*BRANO SCELTO*:
A quel primo incontro ne seguirono molti altri, con noi e con gli avvocati dello sportello contro le querele temerarie, con i liquidatori della società editrice dell’Unità e con il tesoriere del Partito democratico, Francesco Bonifazi, a cui si era rivolto, nel tentativo di sollecitare, al di là dei termini di legge, un intervento del Pd, editore di minoranza e partito di riferimento dell’Unità. Non ha lasciato nulla di intentato. Compresa la richiesta rivolta alla stessa associazione che presiedeva di fare uno sforzo in più.
Il giorno in cui convocò alla Camera la conferenza stampa per denunciare la vicenda che riguardava noi ex giornalisti dell’Unità ma anche tanti colleghi di altre testate che avevano chiuso i battenti la sala era strapiena. In molti avevano risposto al suo invito. C’erano il vice segretario del Pd, Lorenzo Guerini, la presidente della commissione antimafia, Rosy Bindi, il relatore di maggioranza della legge sulla diffamazione, Walter Verini, Vincenzo Vita, con cui aveva condiviso tante battaglie. E c’era il tesoriere del Pd Bonifazi, che in quell’occasione, si sbilanciò a prospettare qualche impegno anche a nome del nuove editore.
Santo arrivò trafelato, pallido in volto. C’era lo sciopero degli insegnanti quel giorno. E per raggiungere Montecitorio aveva dovuto fare un lungo tratto a piedi, sotto al sole. Era sfinito, gli era rimasto appena un filo di voce. E con quel filo spiegò a tutti che, se gli editori chiudono i battenti scaricando sulle spalle dei giornalisti querele e citazioni per danni, è a rischio la stessa libertà di stampa.

*DATI RACCOLTI*:
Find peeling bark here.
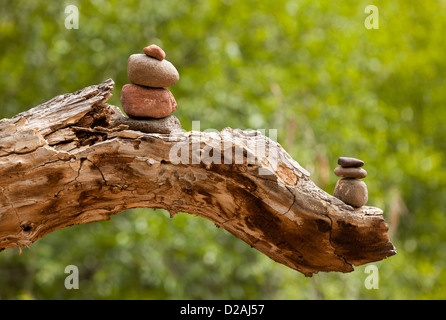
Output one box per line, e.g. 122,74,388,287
0,79,396,276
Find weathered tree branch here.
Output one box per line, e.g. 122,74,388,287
0,79,396,276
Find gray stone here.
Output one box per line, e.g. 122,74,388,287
113,115,181,134
127,54,180,88
334,167,367,179
338,157,364,168
333,178,368,207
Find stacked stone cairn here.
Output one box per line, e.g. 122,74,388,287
333,157,368,208
114,44,181,133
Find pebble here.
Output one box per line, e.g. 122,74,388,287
127,54,180,88
334,167,367,179
143,44,166,61
113,115,181,134
121,84,177,118
338,157,364,168
333,178,368,208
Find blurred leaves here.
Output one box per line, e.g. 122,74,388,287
0,0,446,299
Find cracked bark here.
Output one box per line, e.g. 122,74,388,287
0,79,396,276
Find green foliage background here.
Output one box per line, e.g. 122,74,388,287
0,0,446,299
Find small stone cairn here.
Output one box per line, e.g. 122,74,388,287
333,157,368,208
114,44,181,133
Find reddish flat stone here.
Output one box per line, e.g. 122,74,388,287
121,84,177,118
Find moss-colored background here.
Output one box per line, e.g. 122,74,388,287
0,0,446,299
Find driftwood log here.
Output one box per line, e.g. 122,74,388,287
0,79,396,276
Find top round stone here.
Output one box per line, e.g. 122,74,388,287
338,157,364,168
127,54,180,88
143,44,166,61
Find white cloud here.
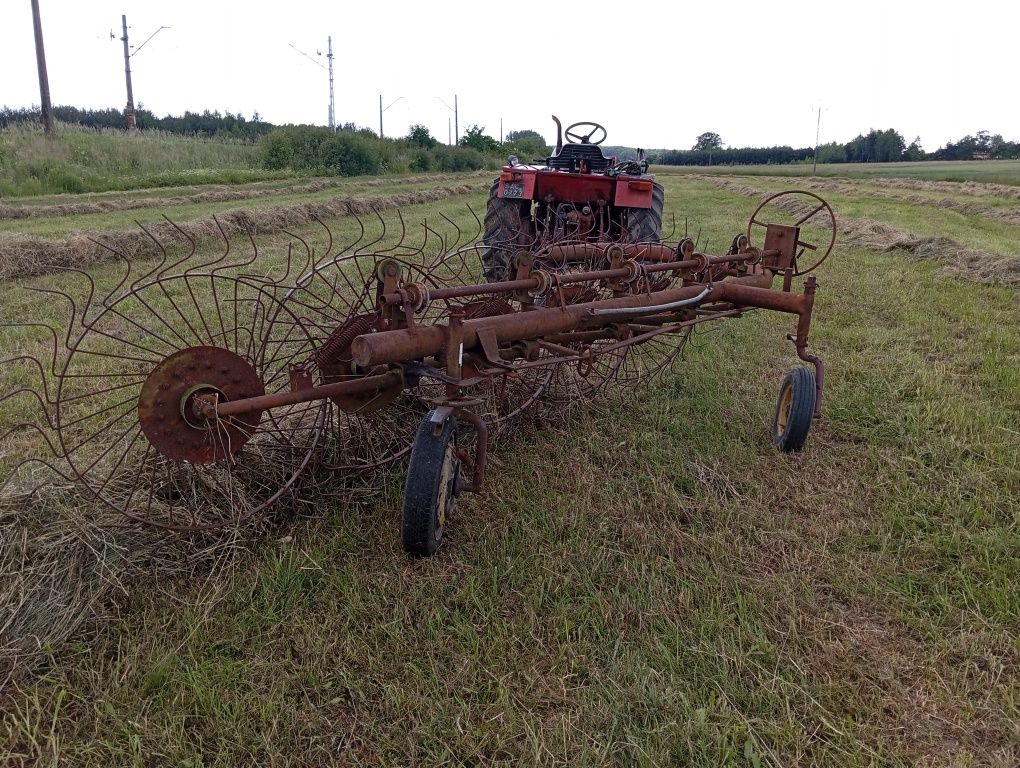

*COMPITO SCRITTO A*:
Traduci in inglese questa frase del brano scelto: "Era sfinito, gli era rimasto appena un filo di voce."
*COMPITO SCRITTO B*:
Ricopia parola per parola la parte del brano scelto che comincia con "A quel primo" e va avanti fino a "sforzo in più.".

*RISULTATO ESERCIZIO A*:
He was exhausted; he had barely a thread of voice left.

*RISULTATO ESERCIZIO B*:
A quel primo incontro ne seguirono molti altri, con noi e con gli avvocati dello sportello contro le querele temerarie, con i liquidatori della società editrice dell’Unità e con il tesoriere del Partito democratico, Francesco Bonifazi, a cui si era rivolto, nel tentativo di sollecitare, al di là dei termini di legge, un intervento del Pd, editore di minoranza e partito di riferimento dell’Unità. Non ha lasciato nulla di intentato. Compresa la richiesta rivolta alla stessa associazione che presiedeva di fare uno sforzo in più.